• _Exercise goal_
Once you find the line with "Where can you spot the light" in the data that follows, repeat it and every line after it exactly, through the line with "Where can you spot the dirt".

(Point localization data)
· · · · ·

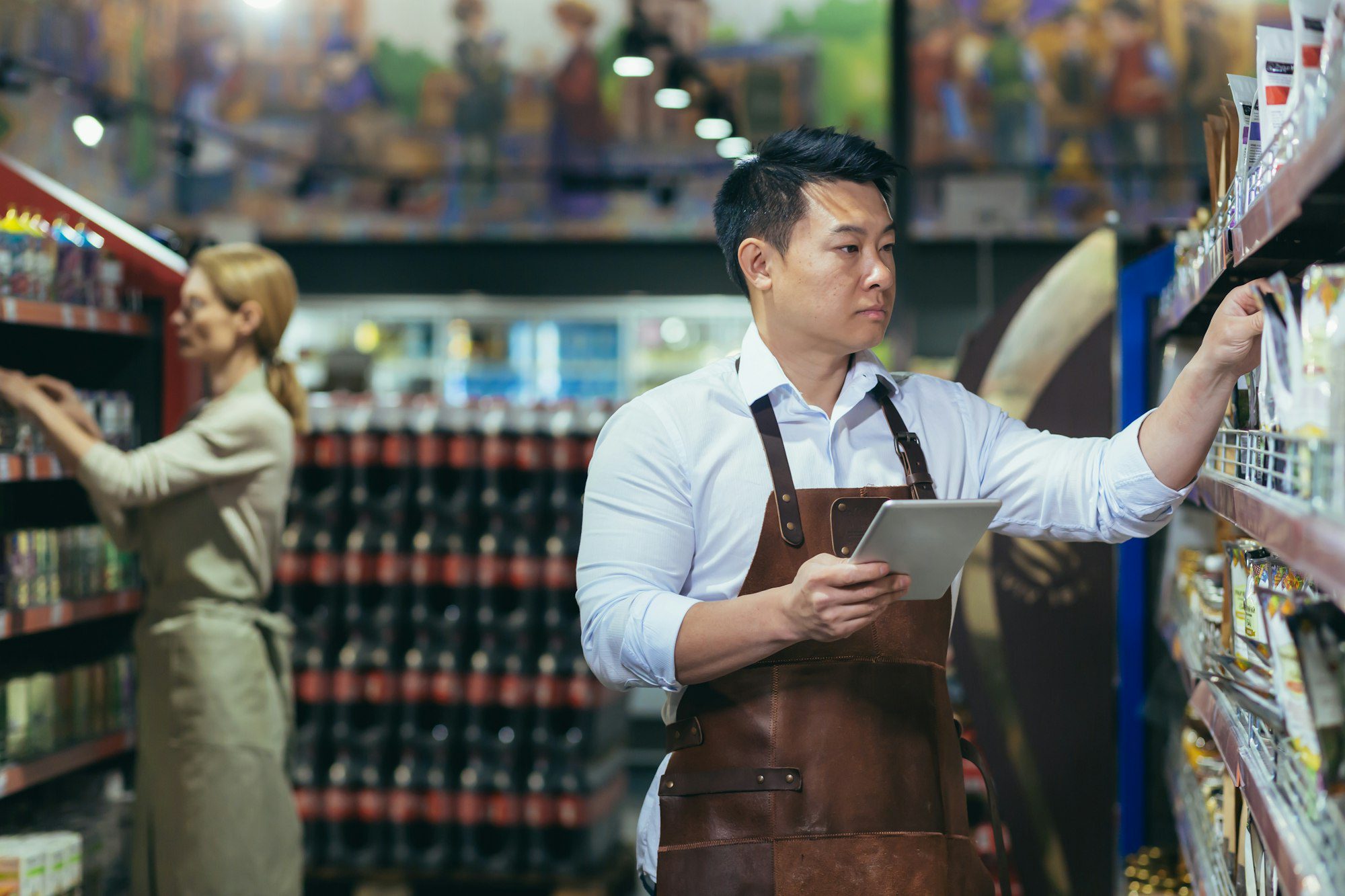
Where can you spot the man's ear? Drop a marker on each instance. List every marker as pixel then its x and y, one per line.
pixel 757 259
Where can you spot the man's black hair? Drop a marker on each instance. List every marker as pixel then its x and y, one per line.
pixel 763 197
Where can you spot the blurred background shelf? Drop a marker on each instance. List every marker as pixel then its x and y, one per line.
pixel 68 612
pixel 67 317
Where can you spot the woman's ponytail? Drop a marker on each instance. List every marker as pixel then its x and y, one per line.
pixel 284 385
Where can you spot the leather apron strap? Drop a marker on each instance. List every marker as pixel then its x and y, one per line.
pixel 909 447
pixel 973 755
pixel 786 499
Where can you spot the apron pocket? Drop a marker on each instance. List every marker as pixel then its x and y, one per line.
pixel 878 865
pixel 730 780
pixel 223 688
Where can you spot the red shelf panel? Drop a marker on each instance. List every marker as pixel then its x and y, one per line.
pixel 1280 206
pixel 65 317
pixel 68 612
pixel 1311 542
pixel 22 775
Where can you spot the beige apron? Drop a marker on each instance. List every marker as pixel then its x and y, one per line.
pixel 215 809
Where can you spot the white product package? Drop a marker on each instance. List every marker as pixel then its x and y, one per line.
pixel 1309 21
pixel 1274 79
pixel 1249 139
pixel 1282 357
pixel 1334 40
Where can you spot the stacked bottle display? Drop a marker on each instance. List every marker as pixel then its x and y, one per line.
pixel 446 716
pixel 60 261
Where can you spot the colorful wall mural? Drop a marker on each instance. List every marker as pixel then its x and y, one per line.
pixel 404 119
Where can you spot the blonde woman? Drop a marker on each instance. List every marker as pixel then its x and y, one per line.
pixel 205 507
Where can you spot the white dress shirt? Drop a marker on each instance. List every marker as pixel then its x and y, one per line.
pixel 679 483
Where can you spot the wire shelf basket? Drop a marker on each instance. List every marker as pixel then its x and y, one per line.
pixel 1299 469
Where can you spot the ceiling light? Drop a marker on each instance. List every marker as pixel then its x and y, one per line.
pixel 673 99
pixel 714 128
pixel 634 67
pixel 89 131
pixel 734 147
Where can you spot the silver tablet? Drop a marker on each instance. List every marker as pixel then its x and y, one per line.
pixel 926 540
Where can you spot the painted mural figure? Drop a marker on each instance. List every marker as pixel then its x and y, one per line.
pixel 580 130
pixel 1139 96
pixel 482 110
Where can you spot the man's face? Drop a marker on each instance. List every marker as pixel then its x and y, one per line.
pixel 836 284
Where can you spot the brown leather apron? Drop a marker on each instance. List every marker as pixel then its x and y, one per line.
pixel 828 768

· · · · ·

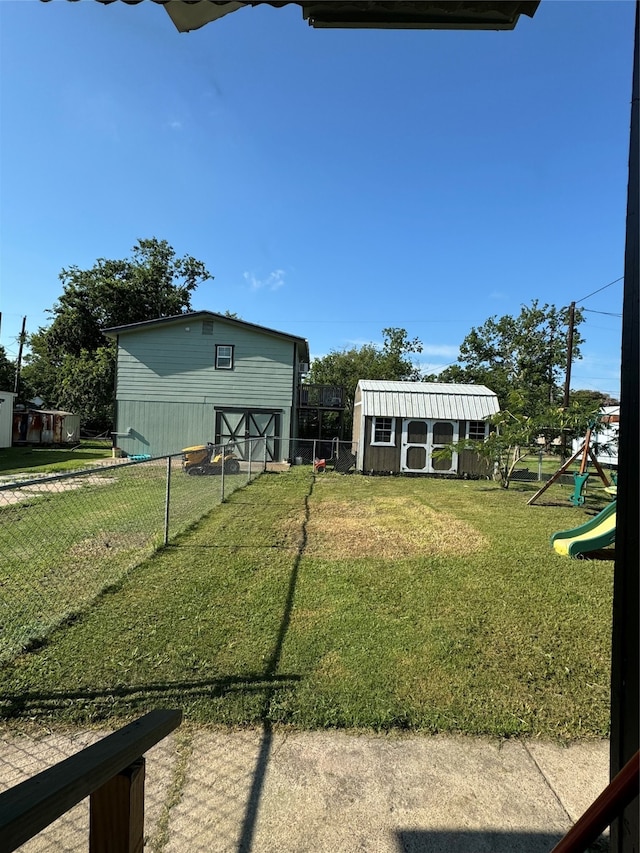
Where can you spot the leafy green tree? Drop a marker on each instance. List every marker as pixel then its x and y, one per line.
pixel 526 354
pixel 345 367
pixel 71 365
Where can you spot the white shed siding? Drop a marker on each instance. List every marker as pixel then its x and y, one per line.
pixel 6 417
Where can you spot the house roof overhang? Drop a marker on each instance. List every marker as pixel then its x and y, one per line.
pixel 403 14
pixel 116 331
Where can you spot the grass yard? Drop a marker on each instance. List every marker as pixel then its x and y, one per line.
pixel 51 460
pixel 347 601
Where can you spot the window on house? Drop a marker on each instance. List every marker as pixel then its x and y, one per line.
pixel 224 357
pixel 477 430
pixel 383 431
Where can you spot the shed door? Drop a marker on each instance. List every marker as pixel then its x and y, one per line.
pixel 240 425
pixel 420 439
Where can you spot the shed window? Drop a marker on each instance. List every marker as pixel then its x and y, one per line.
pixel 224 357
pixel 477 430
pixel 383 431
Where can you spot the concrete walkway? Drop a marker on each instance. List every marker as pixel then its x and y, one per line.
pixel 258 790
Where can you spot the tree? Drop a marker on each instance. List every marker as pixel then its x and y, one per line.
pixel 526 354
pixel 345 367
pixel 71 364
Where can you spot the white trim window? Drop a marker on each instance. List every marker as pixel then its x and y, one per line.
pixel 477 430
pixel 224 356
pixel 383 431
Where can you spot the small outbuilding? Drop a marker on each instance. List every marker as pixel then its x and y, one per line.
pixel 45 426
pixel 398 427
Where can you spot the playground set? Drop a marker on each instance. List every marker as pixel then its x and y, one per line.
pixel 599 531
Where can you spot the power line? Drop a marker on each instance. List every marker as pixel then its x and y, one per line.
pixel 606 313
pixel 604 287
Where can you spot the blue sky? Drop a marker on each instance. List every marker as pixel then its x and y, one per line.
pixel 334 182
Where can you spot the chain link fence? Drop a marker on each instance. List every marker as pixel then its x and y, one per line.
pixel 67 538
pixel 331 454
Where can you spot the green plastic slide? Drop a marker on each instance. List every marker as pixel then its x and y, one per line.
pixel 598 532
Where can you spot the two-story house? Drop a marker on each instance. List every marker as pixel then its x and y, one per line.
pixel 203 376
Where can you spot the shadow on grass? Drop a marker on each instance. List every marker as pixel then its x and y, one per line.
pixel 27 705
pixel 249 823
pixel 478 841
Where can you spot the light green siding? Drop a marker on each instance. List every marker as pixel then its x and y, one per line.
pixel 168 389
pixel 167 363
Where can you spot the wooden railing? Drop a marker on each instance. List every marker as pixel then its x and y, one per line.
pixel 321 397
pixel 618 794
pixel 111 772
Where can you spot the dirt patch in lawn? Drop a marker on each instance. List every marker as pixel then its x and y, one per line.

· · · · ·

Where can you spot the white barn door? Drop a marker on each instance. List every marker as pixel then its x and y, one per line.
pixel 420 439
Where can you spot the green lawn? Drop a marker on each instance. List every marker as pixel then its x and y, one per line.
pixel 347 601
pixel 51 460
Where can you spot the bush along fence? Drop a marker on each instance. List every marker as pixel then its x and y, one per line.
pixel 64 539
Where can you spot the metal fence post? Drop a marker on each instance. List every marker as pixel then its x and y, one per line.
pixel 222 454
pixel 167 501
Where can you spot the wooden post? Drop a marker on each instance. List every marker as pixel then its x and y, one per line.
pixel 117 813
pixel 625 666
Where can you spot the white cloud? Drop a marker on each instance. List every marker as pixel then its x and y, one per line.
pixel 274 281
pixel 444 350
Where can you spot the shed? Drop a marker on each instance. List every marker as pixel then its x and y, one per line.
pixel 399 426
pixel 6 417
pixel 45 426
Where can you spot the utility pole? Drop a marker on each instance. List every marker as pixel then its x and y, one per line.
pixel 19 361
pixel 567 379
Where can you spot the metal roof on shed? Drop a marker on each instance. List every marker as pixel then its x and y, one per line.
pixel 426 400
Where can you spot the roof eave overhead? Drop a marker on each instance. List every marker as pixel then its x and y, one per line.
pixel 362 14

· · · · ·

• _Answer for this exercise_
Where can you spot the light green siding? Drop a marker on each instance. List every marker as pixel then its x and y, one per line.
pixel 168 389
pixel 167 363
Where can you spot the wooden railing? Drop a marker on each instance. List every marker as pixel then its x and y, one per line.
pixel 321 397
pixel 618 794
pixel 111 772
Where can you spot the dirt patch in lawn? Drop a marker on each instance. List every marker as pixel then its x and y, one per line.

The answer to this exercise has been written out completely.